WORK INSTRUCTION >> Reproduce, character for character, the entries from their opening line through the line with "positive clicks: (131, 139) (14, 4)".
───── ENTRIES SUPPLIED
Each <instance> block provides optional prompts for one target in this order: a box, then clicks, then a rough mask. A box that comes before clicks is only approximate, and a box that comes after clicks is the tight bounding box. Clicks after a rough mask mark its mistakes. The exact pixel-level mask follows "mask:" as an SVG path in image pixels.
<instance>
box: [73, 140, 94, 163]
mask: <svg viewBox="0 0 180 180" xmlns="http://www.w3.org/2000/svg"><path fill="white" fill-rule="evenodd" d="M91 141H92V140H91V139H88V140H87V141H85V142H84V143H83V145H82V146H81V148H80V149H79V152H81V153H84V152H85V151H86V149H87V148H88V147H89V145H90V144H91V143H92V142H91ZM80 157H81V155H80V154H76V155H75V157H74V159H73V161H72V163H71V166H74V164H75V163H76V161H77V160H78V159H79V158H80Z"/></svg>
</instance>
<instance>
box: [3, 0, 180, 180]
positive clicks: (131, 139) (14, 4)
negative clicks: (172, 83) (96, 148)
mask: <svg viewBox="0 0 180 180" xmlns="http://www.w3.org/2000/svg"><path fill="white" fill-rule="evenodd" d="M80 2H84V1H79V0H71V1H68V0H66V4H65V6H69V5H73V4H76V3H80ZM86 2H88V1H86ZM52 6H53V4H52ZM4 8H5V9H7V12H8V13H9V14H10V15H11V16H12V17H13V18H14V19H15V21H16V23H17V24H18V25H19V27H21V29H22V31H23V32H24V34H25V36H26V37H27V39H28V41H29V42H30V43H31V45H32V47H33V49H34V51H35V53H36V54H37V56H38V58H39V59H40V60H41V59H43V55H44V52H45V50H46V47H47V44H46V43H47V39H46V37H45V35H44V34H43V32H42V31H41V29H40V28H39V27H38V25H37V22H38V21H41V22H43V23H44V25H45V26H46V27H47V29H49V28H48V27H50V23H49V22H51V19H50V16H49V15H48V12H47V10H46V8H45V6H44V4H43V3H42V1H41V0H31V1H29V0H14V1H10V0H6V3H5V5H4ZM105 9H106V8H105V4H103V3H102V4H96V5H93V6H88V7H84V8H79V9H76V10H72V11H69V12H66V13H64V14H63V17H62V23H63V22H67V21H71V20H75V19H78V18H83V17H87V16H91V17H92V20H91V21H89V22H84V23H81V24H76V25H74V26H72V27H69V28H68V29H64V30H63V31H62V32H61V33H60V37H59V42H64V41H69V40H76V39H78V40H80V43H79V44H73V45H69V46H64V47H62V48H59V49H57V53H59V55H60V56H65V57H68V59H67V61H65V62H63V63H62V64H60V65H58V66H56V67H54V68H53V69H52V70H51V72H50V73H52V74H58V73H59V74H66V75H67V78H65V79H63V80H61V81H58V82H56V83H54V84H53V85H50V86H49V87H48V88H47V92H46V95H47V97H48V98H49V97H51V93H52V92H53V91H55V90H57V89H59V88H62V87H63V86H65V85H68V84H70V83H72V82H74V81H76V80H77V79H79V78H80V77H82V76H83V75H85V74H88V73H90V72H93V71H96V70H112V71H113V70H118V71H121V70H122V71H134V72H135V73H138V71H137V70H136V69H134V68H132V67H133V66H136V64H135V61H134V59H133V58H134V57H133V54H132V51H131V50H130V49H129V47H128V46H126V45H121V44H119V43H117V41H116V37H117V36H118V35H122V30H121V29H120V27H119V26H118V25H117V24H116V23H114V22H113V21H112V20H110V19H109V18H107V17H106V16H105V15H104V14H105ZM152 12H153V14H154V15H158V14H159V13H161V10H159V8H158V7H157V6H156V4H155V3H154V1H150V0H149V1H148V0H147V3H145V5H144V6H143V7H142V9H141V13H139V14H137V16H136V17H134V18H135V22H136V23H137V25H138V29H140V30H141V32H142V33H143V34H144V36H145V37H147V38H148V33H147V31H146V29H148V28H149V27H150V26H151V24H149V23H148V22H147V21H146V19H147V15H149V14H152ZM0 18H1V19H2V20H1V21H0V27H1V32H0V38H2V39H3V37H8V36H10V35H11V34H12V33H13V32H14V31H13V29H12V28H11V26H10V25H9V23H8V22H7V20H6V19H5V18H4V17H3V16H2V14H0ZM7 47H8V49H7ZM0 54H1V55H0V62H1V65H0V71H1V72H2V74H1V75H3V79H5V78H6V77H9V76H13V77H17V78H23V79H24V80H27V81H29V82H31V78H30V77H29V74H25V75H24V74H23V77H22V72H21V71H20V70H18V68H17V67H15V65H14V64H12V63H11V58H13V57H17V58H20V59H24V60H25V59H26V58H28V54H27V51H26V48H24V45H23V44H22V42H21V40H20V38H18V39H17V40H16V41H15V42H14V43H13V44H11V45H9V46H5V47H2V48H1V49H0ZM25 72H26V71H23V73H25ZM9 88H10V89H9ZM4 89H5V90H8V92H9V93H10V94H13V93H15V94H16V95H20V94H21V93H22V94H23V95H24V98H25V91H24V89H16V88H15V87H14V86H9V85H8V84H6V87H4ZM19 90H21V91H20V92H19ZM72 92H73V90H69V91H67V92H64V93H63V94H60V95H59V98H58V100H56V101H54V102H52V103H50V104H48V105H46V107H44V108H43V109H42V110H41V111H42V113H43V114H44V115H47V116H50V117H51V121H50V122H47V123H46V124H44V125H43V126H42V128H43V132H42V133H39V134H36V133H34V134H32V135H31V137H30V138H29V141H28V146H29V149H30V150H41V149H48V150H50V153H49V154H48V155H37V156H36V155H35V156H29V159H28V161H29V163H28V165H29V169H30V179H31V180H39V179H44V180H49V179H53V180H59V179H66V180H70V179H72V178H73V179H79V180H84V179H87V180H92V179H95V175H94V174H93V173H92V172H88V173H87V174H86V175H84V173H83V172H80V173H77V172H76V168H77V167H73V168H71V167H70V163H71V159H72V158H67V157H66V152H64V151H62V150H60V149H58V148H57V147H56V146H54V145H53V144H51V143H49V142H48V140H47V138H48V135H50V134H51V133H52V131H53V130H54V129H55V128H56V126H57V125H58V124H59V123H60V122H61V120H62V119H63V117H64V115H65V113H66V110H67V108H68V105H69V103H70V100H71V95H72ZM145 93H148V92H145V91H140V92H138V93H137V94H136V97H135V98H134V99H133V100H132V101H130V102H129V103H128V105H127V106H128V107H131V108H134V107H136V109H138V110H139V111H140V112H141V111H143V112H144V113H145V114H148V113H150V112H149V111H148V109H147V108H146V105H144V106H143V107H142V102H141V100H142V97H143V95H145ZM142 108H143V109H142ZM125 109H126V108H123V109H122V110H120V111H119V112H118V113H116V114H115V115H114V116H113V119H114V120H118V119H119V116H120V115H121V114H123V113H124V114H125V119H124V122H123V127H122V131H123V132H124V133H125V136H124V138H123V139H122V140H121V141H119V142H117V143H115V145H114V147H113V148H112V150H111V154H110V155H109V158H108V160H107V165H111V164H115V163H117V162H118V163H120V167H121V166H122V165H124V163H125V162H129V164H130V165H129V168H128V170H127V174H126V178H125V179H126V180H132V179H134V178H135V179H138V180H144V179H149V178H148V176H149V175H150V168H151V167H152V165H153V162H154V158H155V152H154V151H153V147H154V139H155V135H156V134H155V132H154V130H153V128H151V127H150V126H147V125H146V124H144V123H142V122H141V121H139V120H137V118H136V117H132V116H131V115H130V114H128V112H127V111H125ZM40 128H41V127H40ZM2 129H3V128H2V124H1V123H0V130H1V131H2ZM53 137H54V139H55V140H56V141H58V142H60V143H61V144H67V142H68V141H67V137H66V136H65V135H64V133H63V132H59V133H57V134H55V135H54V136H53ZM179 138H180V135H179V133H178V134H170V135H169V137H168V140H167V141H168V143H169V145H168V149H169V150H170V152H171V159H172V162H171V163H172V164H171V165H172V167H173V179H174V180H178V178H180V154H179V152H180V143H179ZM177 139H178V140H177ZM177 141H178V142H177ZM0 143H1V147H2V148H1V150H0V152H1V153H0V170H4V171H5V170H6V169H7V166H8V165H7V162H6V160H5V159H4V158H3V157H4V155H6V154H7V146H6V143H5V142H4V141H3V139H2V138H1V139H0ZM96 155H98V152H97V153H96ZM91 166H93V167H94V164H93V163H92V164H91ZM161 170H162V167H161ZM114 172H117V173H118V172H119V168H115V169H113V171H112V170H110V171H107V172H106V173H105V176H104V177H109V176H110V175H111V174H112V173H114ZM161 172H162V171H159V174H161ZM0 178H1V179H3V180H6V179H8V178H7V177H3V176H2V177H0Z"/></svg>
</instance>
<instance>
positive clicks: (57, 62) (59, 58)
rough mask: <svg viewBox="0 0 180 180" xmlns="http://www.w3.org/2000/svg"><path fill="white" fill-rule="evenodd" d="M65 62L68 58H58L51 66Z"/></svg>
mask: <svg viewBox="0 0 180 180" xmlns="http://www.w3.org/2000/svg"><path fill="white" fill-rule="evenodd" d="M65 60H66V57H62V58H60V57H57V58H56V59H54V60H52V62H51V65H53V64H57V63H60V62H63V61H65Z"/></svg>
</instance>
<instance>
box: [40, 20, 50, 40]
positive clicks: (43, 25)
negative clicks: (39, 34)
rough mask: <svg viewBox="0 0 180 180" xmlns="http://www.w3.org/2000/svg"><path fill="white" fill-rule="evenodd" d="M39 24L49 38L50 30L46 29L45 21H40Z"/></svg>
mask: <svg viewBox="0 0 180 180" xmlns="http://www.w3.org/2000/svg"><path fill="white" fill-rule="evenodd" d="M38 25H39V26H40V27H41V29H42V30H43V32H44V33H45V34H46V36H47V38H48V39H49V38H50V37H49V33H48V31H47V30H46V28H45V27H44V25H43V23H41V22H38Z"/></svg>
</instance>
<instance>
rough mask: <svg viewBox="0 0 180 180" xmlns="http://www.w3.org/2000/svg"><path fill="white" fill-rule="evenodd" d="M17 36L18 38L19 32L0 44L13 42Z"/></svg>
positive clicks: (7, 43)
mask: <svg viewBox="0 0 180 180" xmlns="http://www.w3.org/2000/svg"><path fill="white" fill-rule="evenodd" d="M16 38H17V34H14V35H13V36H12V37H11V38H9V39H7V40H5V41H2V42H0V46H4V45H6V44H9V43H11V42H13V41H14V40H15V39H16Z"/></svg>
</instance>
──────────
OUTPUT OF THE TASK >>
Each <instance> block provides optional prompts for one target in this order: a box, then clicks, then a rough mask. A box that comes before clicks is only approximate, and a box that comes after clicks is the tight bounding box. Clicks after a rough mask mark its mistakes. The exact pixel-level mask follows "mask:" as an SVG path in image pixels.
<instance>
box: [73, 140, 94, 163]
mask: <svg viewBox="0 0 180 180" xmlns="http://www.w3.org/2000/svg"><path fill="white" fill-rule="evenodd" d="M91 141H92V140H91V139H88V140H87V141H85V142H84V143H83V145H82V146H81V148H80V149H79V152H81V153H84V152H85V151H86V149H87V148H88V147H89V145H90V144H91V143H92V142H91ZM80 157H81V155H80V154H76V155H75V157H74V159H73V161H72V163H71V166H74V164H75V163H76V161H77V160H78V159H79V158H80Z"/></svg>
</instance>
<instance>
box: [3, 0, 180, 180]
positive clicks: (131, 139) (14, 4)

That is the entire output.